▶ EXTRACT PROVIDED
------------
Becoming more pro-active than re-active in injury management and prevention
As a society we are becoming more reactive than proactive with most things in life, especially when it comes to our health. Most people would rather fix a problem than prevent the problem from ever occurring. In the health profession, this looks like someone presenting with an acute flare-up of a chronic condition. It is these types of injuries that can easily be prevented or at least the severity reduced by simply exercising.
The benefits of exercise are commonly known but we often ignore these facts and choose to live inactive lifestyles. There are a number of different excuses but the most common is not having enough time. However, by participating in regular physical activity, it is not only beneficial for injury management and prevention but also for overall health and function.
Some of the benefits of regular physical activity include:
Increased musculoskeletal strength and flexibility
Increased joint proprioception
Reduced cardiovascular disease and complications
Improved energy and mood
How does regular exercise assist with injury management and prevention?
------------
▶ WORK ORDER 1
In the piece on proactive injury management, what is the most common excuse people give for living inactive lifestyles?
▶ WORK ORDER 2
Pick up the piece on proactive injury management after its final line and carry it forward.

▶ RECORDED DATA
------------
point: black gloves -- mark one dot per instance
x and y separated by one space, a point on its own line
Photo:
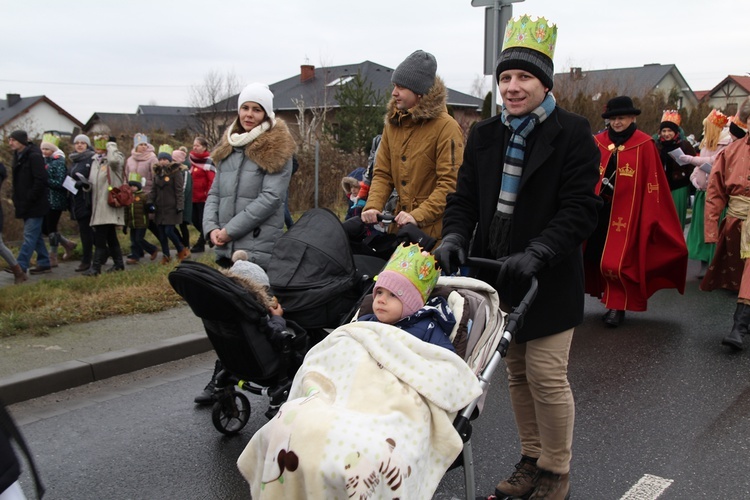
------------
▶ EXPECTED ANSWER 1
Not having enough time.

▶ EXPECTED ANSWER 2
Regular exercises are going to naturally incorporate some of the biomechanical or muscular deficiencies that your physiotherapist will prescribe for your particular injury.
Take a sprained ankle as an example of an injury that can be easily managed and prevented with regular exercise. For this injury, a physiotherapist would want the individual to strengthen the muscles in their lower limb to provide more support to the ankle joint. In addition, this individual would suffer from laxity in the ankle ligaments. The physiotherapist would want to work on their proprioception in the joint to aid in increased awareness of the joint in space. A great way to achieve these outcomes is by regular running. The action of running strengthens the muscles in the lower limb and the different surfaces you run on will naturally increase the proprioception and balance of the joint.
How do I get started?
The first step is to determine which form of exercise is appropriate for you and your injury. The best place to start is by asking your physiotherapist what exercise would be appropriate for you and your situation. Otherwise, consider what exercises would target those structures involved in the injury. For example, someone suffering from a back injury would benefit from clinical Pilates and yoga to strengthen the back and stomach. Remember though, any form of exercise is better than nothing.
Some ways to start becoming more active include:
Running – it’s free and the only thing you need is a good pair of runners. It is important to remember to start at your own fitness level – if you do not exercise regularly, start with a 5-10 minute jog and work up from there.
Swimming – it is low impact, meaning it will not hurt your joints as much as running.
Clinical Pilates/Yoga – it is low impact and a great way to strengthen your core muscles and increase flexibility.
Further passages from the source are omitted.